Entries taken from a collection:

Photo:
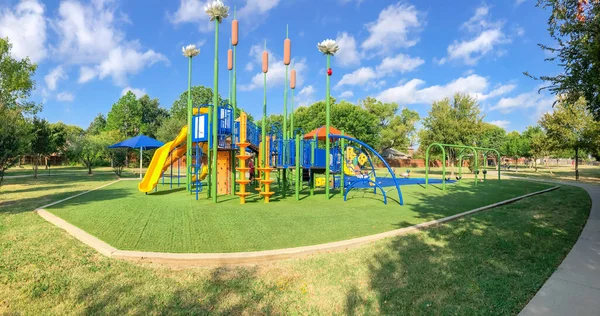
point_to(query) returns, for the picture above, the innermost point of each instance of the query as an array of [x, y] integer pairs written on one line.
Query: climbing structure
[[243, 156], [266, 170]]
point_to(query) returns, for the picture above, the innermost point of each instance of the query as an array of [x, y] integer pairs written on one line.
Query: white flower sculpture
[[217, 10], [190, 51], [328, 47]]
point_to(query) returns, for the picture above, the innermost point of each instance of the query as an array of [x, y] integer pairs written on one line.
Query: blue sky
[[410, 52]]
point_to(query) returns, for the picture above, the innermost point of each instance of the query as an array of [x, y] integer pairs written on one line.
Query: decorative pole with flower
[[229, 97], [329, 48], [292, 87], [234, 42], [217, 11], [190, 52], [287, 53]]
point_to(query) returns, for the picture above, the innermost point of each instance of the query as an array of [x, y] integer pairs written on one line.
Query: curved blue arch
[[368, 181], [401, 202]]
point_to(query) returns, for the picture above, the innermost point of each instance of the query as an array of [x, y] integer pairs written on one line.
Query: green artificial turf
[[173, 221], [489, 263]]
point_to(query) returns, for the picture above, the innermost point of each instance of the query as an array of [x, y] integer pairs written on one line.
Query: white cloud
[[65, 97], [253, 13], [503, 89], [369, 78], [346, 94], [52, 78], [306, 96], [89, 37], [361, 76], [138, 92], [25, 26], [86, 74], [400, 63], [192, 11], [501, 123], [488, 36], [394, 28], [276, 73], [347, 55], [470, 51], [413, 92], [541, 102], [122, 61]]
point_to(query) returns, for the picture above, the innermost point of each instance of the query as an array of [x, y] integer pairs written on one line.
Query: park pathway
[[574, 288]]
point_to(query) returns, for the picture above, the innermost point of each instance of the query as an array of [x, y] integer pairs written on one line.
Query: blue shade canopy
[[140, 141]]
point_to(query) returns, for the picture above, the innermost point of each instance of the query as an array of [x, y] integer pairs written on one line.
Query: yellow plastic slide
[[160, 161]]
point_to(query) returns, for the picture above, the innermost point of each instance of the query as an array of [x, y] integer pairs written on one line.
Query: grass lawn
[[488, 263], [27, 170], [589, 174], [173, 221]]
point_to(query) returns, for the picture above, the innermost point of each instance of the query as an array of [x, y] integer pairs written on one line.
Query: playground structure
[[461, 154], [218, 143]]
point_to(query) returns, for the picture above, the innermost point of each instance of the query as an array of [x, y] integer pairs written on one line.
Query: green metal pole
[[285, 135], [327, 125], [232, 155], [188, 158], [298, 176], [343, 164], [215, 113], [234, 102], [265, 155], [312, 164], [292, 114]]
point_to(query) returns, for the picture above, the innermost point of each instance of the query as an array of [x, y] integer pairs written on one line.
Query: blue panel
[[200, 128]]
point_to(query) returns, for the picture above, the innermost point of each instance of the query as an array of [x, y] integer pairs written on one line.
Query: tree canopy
[[200, 95], [453, 121], [16, 80], [125, 116], [574, 26]]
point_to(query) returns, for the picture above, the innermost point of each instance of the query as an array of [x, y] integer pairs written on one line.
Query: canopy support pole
[[141, 158]]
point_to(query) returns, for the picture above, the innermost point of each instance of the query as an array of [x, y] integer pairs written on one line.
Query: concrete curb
[[236, 258], [574, 288]]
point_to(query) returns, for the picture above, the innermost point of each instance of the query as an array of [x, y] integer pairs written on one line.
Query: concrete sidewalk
[[574, 288]]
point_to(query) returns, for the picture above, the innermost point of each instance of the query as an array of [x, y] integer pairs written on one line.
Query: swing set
[[462, 153]]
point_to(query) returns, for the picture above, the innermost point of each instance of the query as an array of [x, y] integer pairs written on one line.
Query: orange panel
[[224, 172]]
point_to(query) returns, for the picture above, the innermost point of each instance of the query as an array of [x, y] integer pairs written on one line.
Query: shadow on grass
[[29, 204], [487, 263], [225, 291]]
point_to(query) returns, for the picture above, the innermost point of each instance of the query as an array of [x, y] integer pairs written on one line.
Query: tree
[[515, 146], [396, 130], [572, 126], [169, 129], [493, 136], [457, 121], [537, 144], [351, 118], [88, 149], [16, 81], [14, 138], [41, 142], [401, 131], [125, 116], [384, 112], [152, 115], [98, 125], [574, 25], [200, 95]]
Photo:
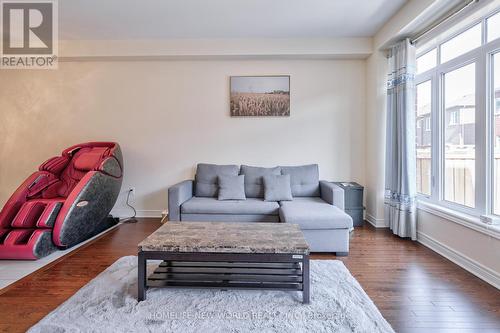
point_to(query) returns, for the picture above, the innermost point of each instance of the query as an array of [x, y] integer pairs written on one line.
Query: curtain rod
[[444, 19]]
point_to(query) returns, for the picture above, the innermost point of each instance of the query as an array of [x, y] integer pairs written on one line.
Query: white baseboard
[[479, 270], [124, 213], [377, 223]]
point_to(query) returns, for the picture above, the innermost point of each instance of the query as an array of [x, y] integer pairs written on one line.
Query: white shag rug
[[108, 304]]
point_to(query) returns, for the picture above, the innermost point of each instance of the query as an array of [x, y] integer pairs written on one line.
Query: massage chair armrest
[[37, 181], [85, 208], [177, 195], [331, 193]]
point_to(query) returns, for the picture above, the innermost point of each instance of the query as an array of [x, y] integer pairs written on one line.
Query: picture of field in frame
[[260, 96]]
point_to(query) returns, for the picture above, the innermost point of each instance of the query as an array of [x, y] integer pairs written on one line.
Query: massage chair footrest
[[26, 244]]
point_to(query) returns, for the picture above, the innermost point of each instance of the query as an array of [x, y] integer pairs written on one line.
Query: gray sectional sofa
[[317, 206]]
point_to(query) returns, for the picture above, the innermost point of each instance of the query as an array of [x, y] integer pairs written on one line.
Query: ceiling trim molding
[[310, 48]]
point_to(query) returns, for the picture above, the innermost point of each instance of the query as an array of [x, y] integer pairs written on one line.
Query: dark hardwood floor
[[415, 289]]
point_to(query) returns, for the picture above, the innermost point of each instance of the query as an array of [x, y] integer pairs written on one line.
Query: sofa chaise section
[[317, 206]]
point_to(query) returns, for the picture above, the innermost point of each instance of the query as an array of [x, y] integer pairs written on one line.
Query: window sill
[[466, 220]]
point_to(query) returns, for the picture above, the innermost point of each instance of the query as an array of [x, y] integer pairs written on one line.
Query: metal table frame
[[271, 271]]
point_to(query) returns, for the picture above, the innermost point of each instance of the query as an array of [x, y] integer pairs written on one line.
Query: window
[[459, 138], [493, 26], [428, 124], [423, 136], [454, 117], [427, 61], [462, 43], [496, 133], [458, 101]]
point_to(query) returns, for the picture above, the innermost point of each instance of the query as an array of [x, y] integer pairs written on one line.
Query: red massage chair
[[64, 203]]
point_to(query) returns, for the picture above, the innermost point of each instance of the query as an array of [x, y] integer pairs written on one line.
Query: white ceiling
[[152, 19]]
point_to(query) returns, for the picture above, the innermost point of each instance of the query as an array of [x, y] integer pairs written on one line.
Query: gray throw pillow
[[277, 188], [232, 187]]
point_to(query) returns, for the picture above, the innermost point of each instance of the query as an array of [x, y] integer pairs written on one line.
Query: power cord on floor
[[131, 219]]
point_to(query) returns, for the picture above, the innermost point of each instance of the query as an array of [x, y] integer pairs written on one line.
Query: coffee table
[[226, 256]]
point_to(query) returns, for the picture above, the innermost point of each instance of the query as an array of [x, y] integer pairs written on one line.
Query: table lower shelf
[[227, 275], [279, 272]]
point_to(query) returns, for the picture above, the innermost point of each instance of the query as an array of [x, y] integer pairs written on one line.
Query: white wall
[[476, 251], [170, 115]]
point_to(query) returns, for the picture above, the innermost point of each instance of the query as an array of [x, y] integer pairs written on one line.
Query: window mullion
[[481, 135]]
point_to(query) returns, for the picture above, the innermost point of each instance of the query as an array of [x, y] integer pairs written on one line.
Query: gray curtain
[[400, 179]]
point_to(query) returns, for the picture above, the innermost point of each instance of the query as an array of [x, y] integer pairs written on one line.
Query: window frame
[[484, 119]]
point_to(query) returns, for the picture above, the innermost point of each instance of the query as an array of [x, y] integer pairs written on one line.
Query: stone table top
[[220, 237]]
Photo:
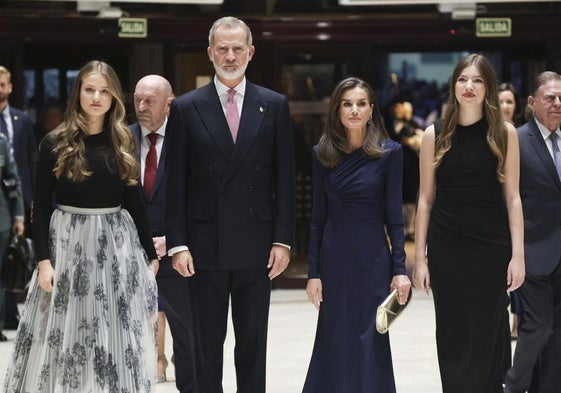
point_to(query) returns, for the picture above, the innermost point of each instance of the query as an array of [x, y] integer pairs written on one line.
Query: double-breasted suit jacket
[[540, 191], [230, 202]]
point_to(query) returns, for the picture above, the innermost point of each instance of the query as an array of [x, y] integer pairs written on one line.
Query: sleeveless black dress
[[469, 249]]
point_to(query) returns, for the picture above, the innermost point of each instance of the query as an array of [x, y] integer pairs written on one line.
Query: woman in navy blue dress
[[357, 172]]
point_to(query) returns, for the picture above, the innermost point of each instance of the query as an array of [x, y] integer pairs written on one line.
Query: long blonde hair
[[497, 137], [70, 135]]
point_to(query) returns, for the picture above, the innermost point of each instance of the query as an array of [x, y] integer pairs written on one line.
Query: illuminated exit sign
[[133, 27], [493, 27]]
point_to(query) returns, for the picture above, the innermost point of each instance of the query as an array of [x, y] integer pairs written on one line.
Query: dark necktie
[[232, 114], [4, 125], [556, 153], [151, 164]]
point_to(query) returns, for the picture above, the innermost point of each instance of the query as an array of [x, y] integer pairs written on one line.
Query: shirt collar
[[6, 111], [160, 131], [221, 88]]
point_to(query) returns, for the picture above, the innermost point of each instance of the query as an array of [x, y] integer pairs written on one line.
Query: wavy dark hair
[[70, 135], [334, 142], [497, 137]]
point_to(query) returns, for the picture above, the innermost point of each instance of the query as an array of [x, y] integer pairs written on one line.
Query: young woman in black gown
[[469, 223]]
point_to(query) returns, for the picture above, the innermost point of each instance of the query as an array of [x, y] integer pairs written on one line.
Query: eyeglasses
[[550, 98]]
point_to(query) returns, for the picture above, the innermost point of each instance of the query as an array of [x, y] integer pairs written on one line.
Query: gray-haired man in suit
[[230, 206], [539, 331]]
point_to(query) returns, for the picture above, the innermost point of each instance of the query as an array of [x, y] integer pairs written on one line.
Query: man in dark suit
[[230, 206], [11, 212], [539, 332], [152, 99], [21, 138]]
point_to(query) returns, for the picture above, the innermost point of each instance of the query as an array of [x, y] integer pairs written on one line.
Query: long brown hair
[[334, 140], [69, 136], [497, 137]]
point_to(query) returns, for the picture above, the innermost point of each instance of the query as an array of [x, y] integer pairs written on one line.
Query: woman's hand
[[515, 274], [402, 284], [421, 276], [45, 275], [315, 292]]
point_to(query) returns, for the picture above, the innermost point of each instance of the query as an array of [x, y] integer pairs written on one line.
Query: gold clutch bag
[[388, 311]]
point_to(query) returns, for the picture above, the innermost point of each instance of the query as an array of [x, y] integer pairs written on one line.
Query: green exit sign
[[493, 27], [133, 27]]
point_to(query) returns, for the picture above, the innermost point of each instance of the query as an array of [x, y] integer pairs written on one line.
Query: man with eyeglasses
[[539, 332]]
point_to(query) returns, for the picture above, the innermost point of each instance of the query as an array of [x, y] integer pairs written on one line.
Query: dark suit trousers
[[173, 293], [539, 335], [250, 293]]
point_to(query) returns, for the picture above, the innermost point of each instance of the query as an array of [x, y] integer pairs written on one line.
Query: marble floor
[[291, 333]]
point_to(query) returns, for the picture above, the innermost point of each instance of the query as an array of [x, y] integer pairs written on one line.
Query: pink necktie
[[151, 165], [232, 114]]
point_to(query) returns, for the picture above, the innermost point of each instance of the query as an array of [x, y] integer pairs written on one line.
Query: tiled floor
[[291, 334]]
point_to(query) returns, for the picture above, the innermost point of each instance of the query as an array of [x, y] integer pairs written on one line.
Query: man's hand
[[160, 246], [182, 261], [278, 260], [154, 266]]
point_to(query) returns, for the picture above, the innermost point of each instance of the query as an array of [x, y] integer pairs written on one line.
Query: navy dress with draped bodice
[[356, 204]]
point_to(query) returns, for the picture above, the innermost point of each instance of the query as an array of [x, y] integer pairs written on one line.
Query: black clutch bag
[[389, 310]]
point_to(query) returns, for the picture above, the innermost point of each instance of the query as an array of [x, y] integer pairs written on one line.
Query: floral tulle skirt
[[96, 331]]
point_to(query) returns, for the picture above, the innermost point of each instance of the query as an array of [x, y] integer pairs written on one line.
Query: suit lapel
[[209, 108], [253, 111], [539, 145], [137, 132]]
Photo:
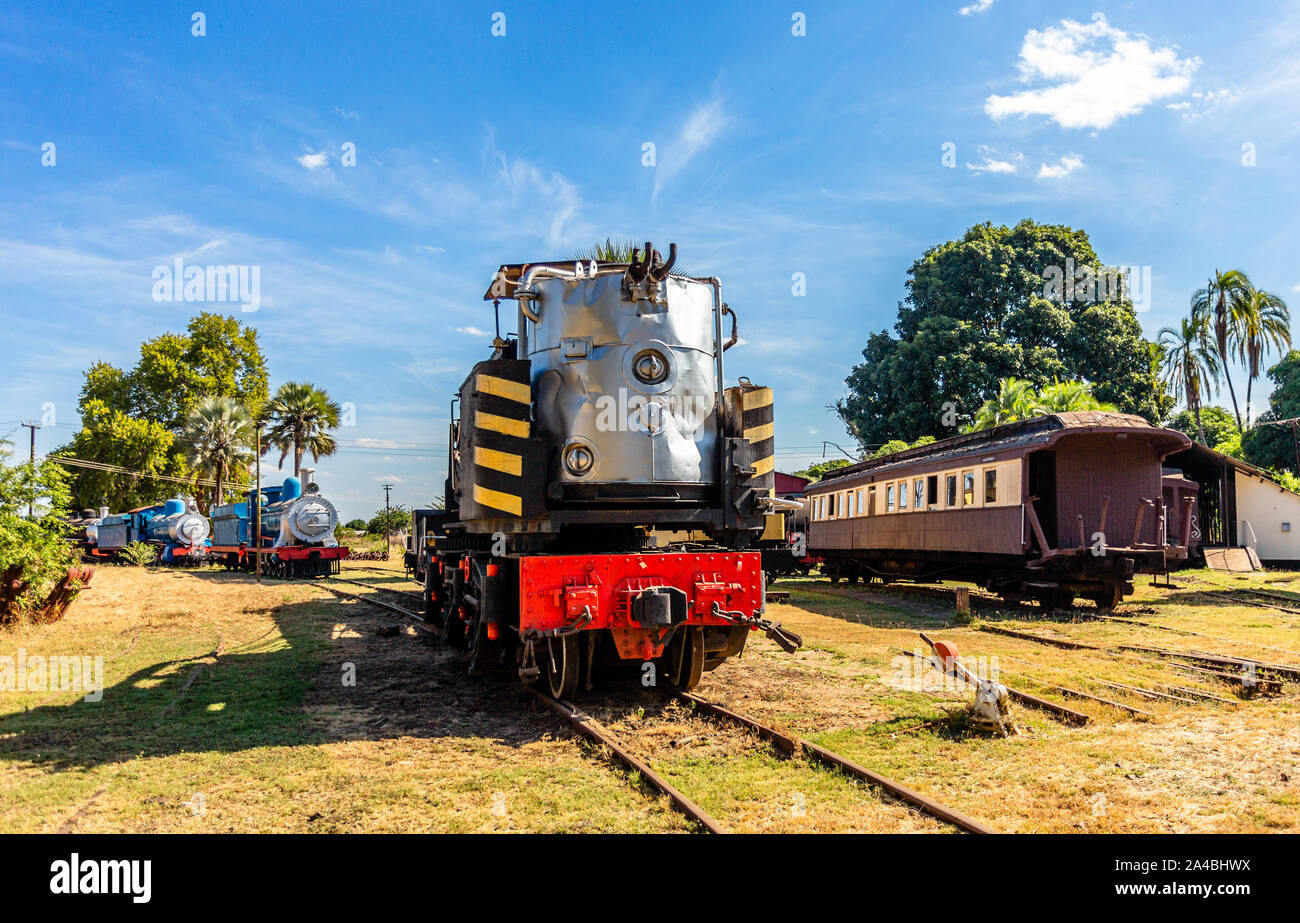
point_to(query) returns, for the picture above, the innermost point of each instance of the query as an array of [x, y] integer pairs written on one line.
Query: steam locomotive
[[297, 536], [174, 527], [603, 421]]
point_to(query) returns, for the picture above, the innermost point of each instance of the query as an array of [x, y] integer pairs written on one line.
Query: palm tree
[[1067, 397], [1014, 401], [1191, 363], [1261, 321], [1213, 303], [217, 436], [300, 416]]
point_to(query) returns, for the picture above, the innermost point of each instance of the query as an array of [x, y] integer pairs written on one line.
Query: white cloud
[[1200, 103], [1062, 168], [991, 165], [1099, 74], [701, 129]]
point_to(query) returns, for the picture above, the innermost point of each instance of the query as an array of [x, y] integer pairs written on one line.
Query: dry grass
[[225, 710]]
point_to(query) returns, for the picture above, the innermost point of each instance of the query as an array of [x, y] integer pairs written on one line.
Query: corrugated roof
[[1018, 434]]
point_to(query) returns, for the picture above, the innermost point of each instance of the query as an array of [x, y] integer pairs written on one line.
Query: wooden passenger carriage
[[1052, 507]]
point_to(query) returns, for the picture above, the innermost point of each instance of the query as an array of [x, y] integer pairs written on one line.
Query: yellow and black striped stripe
[[757, 423], [501, 462]]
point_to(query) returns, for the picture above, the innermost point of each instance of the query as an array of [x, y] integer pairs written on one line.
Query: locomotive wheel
[[454, 629], [1109, 596], [685, 658], [562, 677]]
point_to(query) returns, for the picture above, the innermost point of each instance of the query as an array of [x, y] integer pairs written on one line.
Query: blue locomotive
[[174, 527], [297, 536]]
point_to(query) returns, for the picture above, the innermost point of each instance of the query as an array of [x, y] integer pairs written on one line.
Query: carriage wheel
[[562, 662], [1109, 596], [685, 658]]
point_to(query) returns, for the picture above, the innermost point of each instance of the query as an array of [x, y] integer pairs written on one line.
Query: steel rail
[[793, 744], [399, 610], [583, 723], [598, 733]]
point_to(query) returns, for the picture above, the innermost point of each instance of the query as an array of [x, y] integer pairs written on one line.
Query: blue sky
[[775, 154]]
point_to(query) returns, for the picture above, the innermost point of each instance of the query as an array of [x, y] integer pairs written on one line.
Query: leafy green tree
[[34, 553], [219, 437], [1191, 363], [898, 445], [1268, 443], [131, 417], [117, 438], [1015, 399], [818, 471], [395, 519], [1069, 397], [995, 304], [300, 416], [1216, 424]]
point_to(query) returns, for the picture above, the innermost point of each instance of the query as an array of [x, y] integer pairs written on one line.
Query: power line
[[120, 469]]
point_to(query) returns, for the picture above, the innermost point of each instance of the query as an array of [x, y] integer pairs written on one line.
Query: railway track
[[588, 727]]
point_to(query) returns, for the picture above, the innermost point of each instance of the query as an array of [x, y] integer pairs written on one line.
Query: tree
[[1015, 399], [217, 434], [1272, 443], [1212, 306], [898, 446], [1261, 323], [1030, 302], [115, 437], [131, 417], [1069, 397], [300, 416], [1214, 425], [394, 519], [815, 472], [1191, 363], [34, 553]]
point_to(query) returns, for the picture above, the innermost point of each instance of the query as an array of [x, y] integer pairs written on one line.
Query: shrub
[[139, 554], [34, 553]]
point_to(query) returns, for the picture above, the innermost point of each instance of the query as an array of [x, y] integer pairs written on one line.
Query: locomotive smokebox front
[[625, 378]]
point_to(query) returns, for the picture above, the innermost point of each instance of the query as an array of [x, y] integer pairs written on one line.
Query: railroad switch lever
[[992, 701]]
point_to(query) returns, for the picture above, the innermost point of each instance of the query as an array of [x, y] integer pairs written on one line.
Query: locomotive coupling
[[784, 638]]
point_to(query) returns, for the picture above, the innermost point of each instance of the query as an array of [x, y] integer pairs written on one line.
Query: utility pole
[[256, 515], [388, 488], [31, 458]]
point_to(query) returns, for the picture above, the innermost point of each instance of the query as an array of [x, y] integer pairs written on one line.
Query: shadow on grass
[[284, 689]]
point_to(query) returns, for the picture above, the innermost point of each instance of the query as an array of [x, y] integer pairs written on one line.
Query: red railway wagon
[[1053, 507]]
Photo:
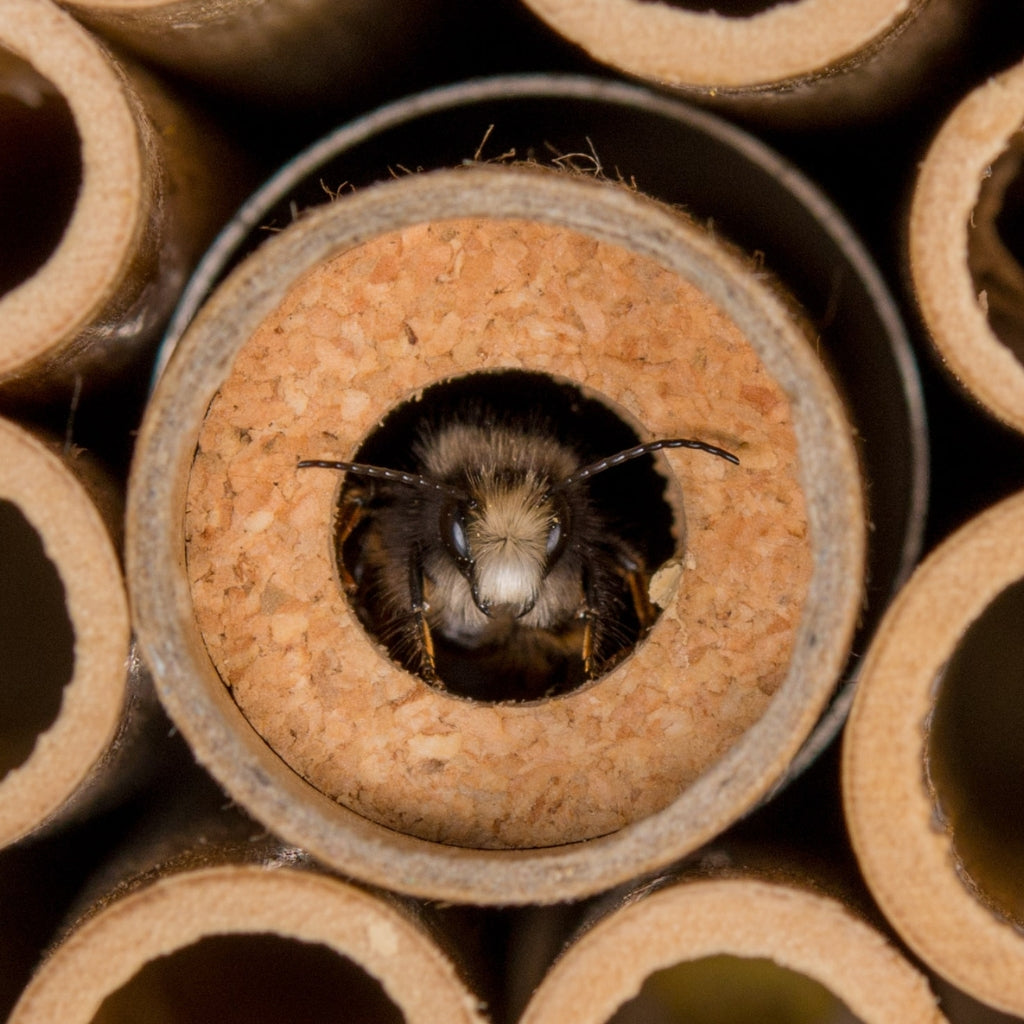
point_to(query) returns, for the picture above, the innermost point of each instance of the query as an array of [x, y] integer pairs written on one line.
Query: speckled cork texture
[[374, 326]]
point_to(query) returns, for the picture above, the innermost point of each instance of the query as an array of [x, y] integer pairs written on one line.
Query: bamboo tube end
[[670, 935], [46, 49], [896, 799], [88, 694], [684, 45], [476, 270], [214, 937], [968, 283]]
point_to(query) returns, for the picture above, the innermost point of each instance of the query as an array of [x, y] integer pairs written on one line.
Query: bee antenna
[[382, 473], [610, 461]]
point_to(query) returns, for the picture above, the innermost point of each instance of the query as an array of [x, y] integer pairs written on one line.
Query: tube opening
[[238, 979], [37, 640], [40, 169], [995, 247], [728, 989], [504, 587], [726, 8], [975, 760]]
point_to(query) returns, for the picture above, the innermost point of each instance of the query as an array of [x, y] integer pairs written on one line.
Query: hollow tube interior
[[238, 979], [40, 169], [976, 758], [995, 247], [726, 8], [729, 989], [37, 640]]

**Goal of the exercise:**
Tally the lines of the listing above that contain the string "with", counting only matches in the same case, and give the number alone.

**Solution:**
3